#### The records:
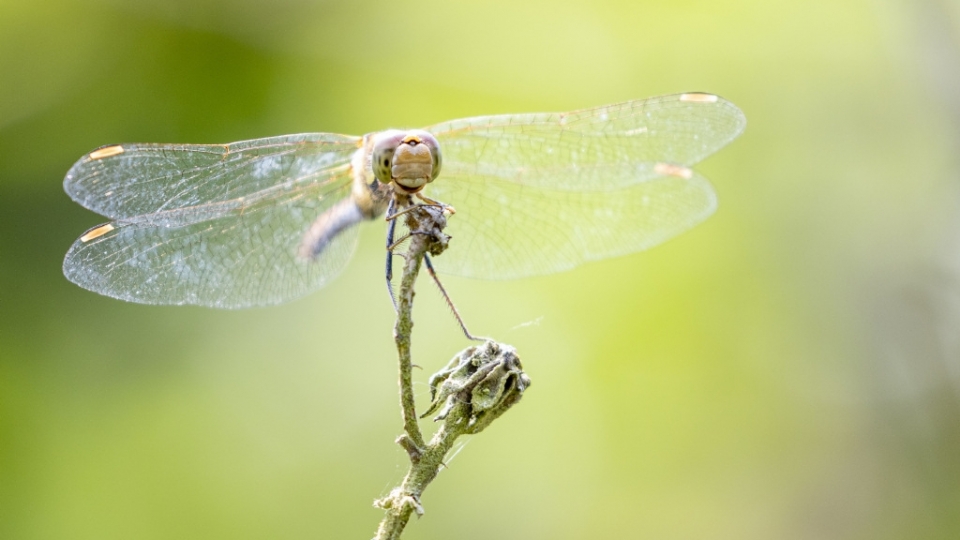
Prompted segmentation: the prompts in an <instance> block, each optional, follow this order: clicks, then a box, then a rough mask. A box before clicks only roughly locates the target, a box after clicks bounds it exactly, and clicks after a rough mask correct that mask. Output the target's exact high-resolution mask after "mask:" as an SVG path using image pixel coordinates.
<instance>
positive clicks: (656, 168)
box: [653, 163, 693, 179]
mask: <svg viewBox="0 0 960 540" xmlns="http://www.w3.org/2000/svg"><path fill="white" fill-rule="evenodd" d="M653 170H654V172H656V173H657V174H662V175H664V176H676V177H678V178H687V179H689V178H692V177H693V171H691V170H690V169H688V168H686V167H681V166H680V165H671V164H669V163H657V164H656V165H655V166H654V167H653Z"/></svg>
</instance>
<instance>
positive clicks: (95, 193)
mask: <svg viewBox="0 0 960 540" xmlns="http://www.w3.org/2000/svg"><path fill="white" fill-rule="evenodd" d="M745 125H746V120H745V117H744V114H743V113H742V112H741V111H740V109H738V108H737V107H736V106H735V105H733V104H732V103H730V102H729V101H727V100H725V99H723V98H721V97H719V96H716V95H713V94H707V93H685V94H675V95H668V96H660V97H654V98H648V99H642V100H633V101H626V102H622V103H618V104H613V105H605V106H601V107H594V108H589V109H582V110H577V111H571V112H564V113H531V114H502V115H494V116H479V117H473V118H464V119H459V120H451V121H448V122H442V123H439V124H436V125H433V126H430V127H426V128H423V129H417V130H386V131H381V132H374V133H370V134H367V135H364V136H349V135H339V134H334V133H305V134H296V135H283V136H278V137H268V138H263V139H254V140H248V141H241V142H235V143H230V144H115V145H109V146H103V147H101V148H98V149H96V150H94V151H92V152H90V153H88V154H86V155H85V156H83V157H82V158H80V159H79V160H78V161H77V162H76V164H74V165H73V167H72V168H71V169H70V170H69V172H68V173H67V175H66V178H65V179H64V189H65V190H66V192H67V194H68V195H69V196H70V197H71V198H72V199H73V200H74V201H76V202H77V203H79V204H80V205H82V206H84V207H85V208H87V209H89V210H92V211H94V212H97V213H99V214H101V215H103V216H105V217H107V218H108V219H109V220H110V221H109V222H107V223H104V224H101V225H98V226H96V227H93V228H91V229H90V230H88V231H87V232H86V233H84V234H83V235H82V236H80V238H79V239H78V240H76V242H74V244H73V245H72V246H71V247H70V249H69V251H68V252H67V254H66V258H65V260H64V263H63V272H64V274H65V275H66V277H67V278H68V279H69V280H70V281H72V282H74V283H76V284H77V285H79V286H81V287H83V288H85V289H89V290H91V291H94V292H96V293H99V294H102V295H106V296H110V297H114V298H118V299H121V300H126V301H130V302H138V303H143V304H170V305H184V304H192V305H200V306H209V307H214V308H224V309H236V308H245V307H251V306H263V305H272V304H279V303H283V302H287V301H290V300H294V299H297V298H300V297H302V296H304V295H306V294H308V293H310V292H312V291H314V290H316V289H319V288H320V287H323V286H324V285H326V284H327V283H329V282H330V281H331V280H332V279H333V278H334V277H336V276H337V274H339V273H340V272H341V271H342V270H343V269H344V267H345V266H346V264H347V262H348V261H349V259H350V257H351V254H352V253H353V251H354V249H355V247H356V244H357V238H358V227H357V226H356V225H357V224H358V223H360V222H363V221H365V220H374V219H382V218H383V216H384V215H385V214H387V216H388V217H389V216H390V215H391V214H392V213H394V212H396V211H397V208H398V206H397V201H400V200H403V201H409V200H412V199H413V198H415V197H419V198H420V199H422V201H424V202H423V203H421V204H434V202H433V201H443V203H444V204H449V205H451V206H452V207H453V208H455V209H456V214H455V216H453V217H452V219H451V220H450V224H449V226H448V228H447V232H448V233H449V234H450V235H451V236H452V237H453V241H452V243H451V249H448V250H447V251H446V252H445V253H444V254H443V256H442V257H438V258H437V261H436V262H435V263H434V264H435V265H436V268H437V270H438V271H440V272H441V273H447V274H452V275H458V276H466V277H473V278H484V279H494V280H501V279H515V278H522V277H527V276H536V275H543V274H551V273H554V272H561V271H565V270H570V269H572V268H574V267H576V266H579V265H581V264H583V263H586V262H589V261H598V260H601V259H606V258H609V257H615V256H620V255H626V254H629V253H634V252H637V251H642V250H645V249H648V248H651V247H653V246H655V245H657V244H660V243H662V242H664V241H666V240H668V239H670V238H672V237H674V236H676V235H678V234H680V233H681V232H684V231H686V230H688V229H690V228H691V227H693V226H694V225H697V224H698V223H700V222H702V221H703V220H705V219H706V218H707V217H709V216H710V215H711V214H712V213H713V212H714V210H715V209H716V207H717V197H716V193H715V191H714V190H713V188H712V186H711V185H710V183H709V182H708V181H707V180H706V179H705V178H704V177H703V176H701V175H700V174H699V173H697V172H696V171H695V170H693V168H692V167H693V166H694V165H696V164H697V163H699V162H700V161H701V160H703V159H704V158H706V157H707V156H709V155H711V154H713V153H714V152H716V151H717V150H719V149H720V148H721V147H723V146H725V145H726V144H727V143H729V142H730V141H732V140H733V139H734V138H736V137H737V136H738V135H739V134H740V133H741V132H742V131H743V129H744V127H745ZM408 204H409V203H408ZM392 223H395V221H392V222H391V225H390V226H389V231H390V235H391V236H392V234H393V226H392ZM390 243H391V242H389V241H388V245H389V244H390ZM390 257H391V254H390V253H388V255H387V259H388V261H389V260H390ZM388 283H389V278H388ZM438 283H439V282H438ZM468 335H469V334H468Z"/></svg>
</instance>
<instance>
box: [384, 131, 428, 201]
mask: <svg viewBox="0 0 960 540" xmlns="http://www.w3.org/2000/svg"><path fill="white" fill-rule="evenodd" d="M371 161H372V164H373V173H374V175H376V177H377V180H379V181H381V182H383V183H385V184H389V183H391V182H392V183H393V184H394V185H395V186H398V187H399V188H401V189H402V190H403V191H405V192H407V193H416V192H418V191H420V190H421V189H423V186H425V185H427V183H429V182H432V181H433V180H434V179H436V177H437V175H438V174H440V165H441V162H442V159H441V157H440V143H438V142H437V139H436V138H435V137H434V136H433V135H431V134H430V133H427V132H426V131H423V130H421V129H411V130H406V131H401V130H397V129H391V130H388V131H384V132H381V133H378V134H377V135H376V136H375V138H374V141H373V154H372V156H371Z"/></svg>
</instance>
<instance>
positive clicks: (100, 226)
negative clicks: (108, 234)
mask: <svg viewBox="0 0 960 540" xmlns="http://www.w3.org/2000/svg"><path fill="white" fill-rule="evenodd" d="M114 229H116V227H114V226H113V225H112V224H110V223H107V224H106V225H101V226H99V227H97V228H95V229H90V230H89V231H87V233H86V234H84V235H83V236H81V237H80V241H81V242H84V243H86V242H89V241H91V240H95V239H97V238H100V237H101V236H103V235H105V234H107V233H108V232H110V231H112V230H114Z"/></svg>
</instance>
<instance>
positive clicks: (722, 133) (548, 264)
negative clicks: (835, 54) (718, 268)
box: [426, 94, 746, 279]
mask: <svg viewBox="0 0 960 540" xmlns="http://www.w3.org/2000/svg"><path fill="white" fill-rule="evenodd" d="M745 124H746V121H745V118H744V116H743V113H742V112H741V111H740V110H739V109H737V107H736V106H734V105H733V104H731V103H729V102H727V101H725V100H723V99H722V98H719V97H717V96H713V95H710V94H678V95H673V96H663V97H657V98H652V99H647V100H638V101H628V102H625V103H620V104H616V105H609V106H604V107H597V108H594V109H585V110H581V111H574V112H569V113H540V114H520V115H502V116H488V117H478V118H467V119H463V120H454V121H451V122H445V123H442V124H438V125H436V126H433V127H430V128H426V129H427V130H429V131H430V132H432V133H433V134H434V135H435V136H436V137H437V139H438V140H439V141H440V144H441V148H442V149H443V158H444V161H443V169H442V171H441V174H440V178H439V179H438V180H437V181H436V182H434V183H432V184H430V186H429V187H428V190H427V194H428V195H429V196H430V197H433V198H436V199H438V200H441V201H443V202H446V203H448V204H451V205H453V206H454V207H455V208H456V210H457V213H456V215H455V216H453V218H451V220H450V225H449V227H448V228H447V232H448V233H450V234H451V235H452V236H453V237H454V242H455V244H454V245H455V246H456V248H455V249H450V250H448V251H447V252H446V253H444V255H443V256H442V257H438V258H437V266H438V268H439V269H440V270H442V271H444V272H448V273H452V274H458V275H463V276H468V277H480V278H488V279H512V278H518V277H523V276H530V275H538V274H548V273H552V272H558V271H562V270H567V269H570V268H573V267H574V266H577V265H579V264H581V263H583V262H586V261H591V260H598V259H603V258H606V257H611V256H616V255H623V254H627V253H632V252H635V251H640V250H644V249H647V248H650V247H653V246H655V245H657V244H659V243H661V242H664V241H665V240H667V239H669V238H671V237H673V236H675V235H677V234H679V233H681V232H683V231H685V230H687V229H689V228H691V227H693V226H694V225H696V224H697V223H700V222H701V221H703V220H704V219H706V218H707V217H708V216H709V215H710V214H712V213H713V211H714V210H715V209H716V196H715V194H714V191H713V189H712V187H711V186H710V184H709V182H707V181H706V179H704V178H703V177H702V176H700V175H698V174H697V173H696V172H694V171H693V170H691V169H689V167H690V166H692V165H694V164H696V163H698V162H699V161H701V160H702V159H704V158H705V157H707V156H708V155H710V154H712V153H713V152H715V151H717V150H718V149H719V148H721V147H723V146H724V145H726V144H727V143H729V142H730V141H731V140H733V139H734V138H735V137H736V136H737V135H739V134H740V133H741V132H742V131H743V128H744V126H745Z"/></svg>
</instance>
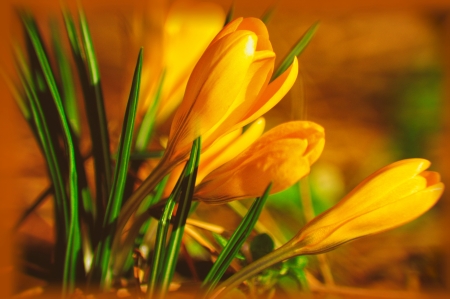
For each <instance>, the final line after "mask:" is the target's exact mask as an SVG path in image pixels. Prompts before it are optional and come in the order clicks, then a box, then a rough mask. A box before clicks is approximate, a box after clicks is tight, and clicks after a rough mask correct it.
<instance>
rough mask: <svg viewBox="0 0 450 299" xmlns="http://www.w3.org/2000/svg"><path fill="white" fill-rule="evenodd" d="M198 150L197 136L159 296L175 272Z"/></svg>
mask: <svg viewBox="0 0 450 299" xmlns="http://www.w3.org/2000/svg"><path fill="white" fill-rule="evenodd" d="M200 152H201V140H200V137H199V138H197V139H196V140H195V141H194V144H193V146H192V150H191V156H190V158H189V161H188V163H187V172H186V176H185V178H184V180H183V182H182V186H181V196H180V202H179V204H178V209H177V214H176V216H175V219H174V224H173V229H172V234H171V235H170V240H169V244H168V246H167V249H166V251H167V253H166V257H165V259H164V268H163V271H162V273H161V292H160V294H159V297H160V298H164V296H165V294H166V292H167V291H168V289H169V285H170V282H171V281H172V277H173V274H174V272H175V266H176V263H177V260H178V254H179V252H180V247H181V240H182V238H183V233H184V227H185V225H186V219H187V216H188V214H189V210H190V208H191V202H192V197H193V194H194V188H195V180H196V178H197V170H198V165H199V164H200Z"/></svg>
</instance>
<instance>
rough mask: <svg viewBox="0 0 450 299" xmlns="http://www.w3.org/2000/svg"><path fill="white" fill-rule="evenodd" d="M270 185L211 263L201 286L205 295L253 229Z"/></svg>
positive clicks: (226, 268)
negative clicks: (215, 261)
mask: <svg viewBox="0 0 450 299" xmlns="http://www.w3.org/2000/svg"><path fill="white" fill-rule="evenodd" d="M271 187H272V184H269V186H268V187H267V188H266V190H265V191H264V194H263V196H262V197H259V198H257V199H256V200H255V201H254V202H253V204H252V206H251V208H250V209H249V210H248V212H247V215H245V217H244V218H243V219H242V221H241V223H240V224H239V226H238V228H237V229H236V231H235V232H234V233H233V235H232V236H231V238H230V240H229V241H228V243H227V245H226V246H225V247H224V248H223V250H222V251H221V252H220V254H219V256H218V257H217V260H216V262H215V263H214V264H213V267H212V268H211V270H210V271H209V273H208V275H207V276H206V278H205V280H204V281H203V284H202V288H207V291H206V293H205V297H206V296H207V295H208V293H209V292H210V291H212V290H213V289H214V287H215V286H216V285H217V283H218V282H219V281H220V279H221V278H222V276H223V274H224V273H225V271H226V270H227V269H228V267H229V265H230V264H231V262H232V260H233V259H234V258H235V256H236V255H237V254H238V252H239V250H240V249H241V247H242V245H243V244H244V242H245V240H246V239H247V238H248V236H249V235H250V232H251V231H252V230H253V227H254V226H255V224H256V221H257V220H258V218H259V215H260V214H261V211H262V209H263V207H264V204H265V202H266V199H267V197H268V196H269V192H270V189H271Z"/></svg>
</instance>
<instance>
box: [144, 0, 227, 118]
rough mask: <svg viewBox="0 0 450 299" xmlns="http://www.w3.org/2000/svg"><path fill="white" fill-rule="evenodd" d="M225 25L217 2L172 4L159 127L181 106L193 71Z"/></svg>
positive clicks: (166, 20)
mask: <svg viewBox="0 0 450 299" xmlns="http://www.w3.org/2000/svg"><path fill="white" fill-rule="evenodd" d="M224 22H225V12H224V10H223V9H222V8H221V7H220V6H219V5H218V4H216V3H211V2H200V1H192V0H178V1H175V2H173V3H172V5H171V7H170V8H169V11H168V13H167V18H166V21H165V24H164V28H163V31H164V32H163V42H162V49H163V52H162V56H163V57H162V58H163V68H164V69H165V70H166V71H165V76H164V83H163V88H162V94H161V101H160V104H159V109H158V114H157V117H156V121H157V123H158V124H159V123H163V122H164V121H165V120H166V119H167V118H168V117H169V116H170V115H171V114H172V113H173V112H174V111H175V109H176V108H177V107H178V105H179V104H180V102H181V100H182V99H183V92H184V90H185V88H186V84H187V80H188V78H189V75H190V73H191V72H192V69H193V68H194V66H195V64H196V63H197V61H198V60H199V58H200V56H201V55H202V53H203V52H204V51H205V49H206V48H207V47H208V44H209V43H210V42H211V41H212V40H213V38H214V37H215V36H216V34H217V33H218V32H219V31H220V30H221V29H222V28H223V23H224ZM148 67H149V69H150V70H151V69H152V68H153V66H152V65H149V66H148Z"/></svg>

#### Task item:
Check each line of the entries above for the word "before". List the ones that have it.

#### Result of the task:
Prompted segmentation: the prompts in an <instance> block, each optional, follow this order: clicks, then a box, then a rough mask. A box before clicks only roughly locates the target, a box after clicks bounds it exactly, and clicks after a rough mask correct that mask. Output the target's exact high-resolution mask after "mask:" as an SVG path using image pixel coordinates.
For each <instance>, the final line after "mask:" is the target's exact mask as an SVG path in image pixels. Prompts before it are optional and come in the order clicks, then a box, then a rough mask. A box before clicks is approximate, a box after clicks is tight, and clicks after a rough mask correct it.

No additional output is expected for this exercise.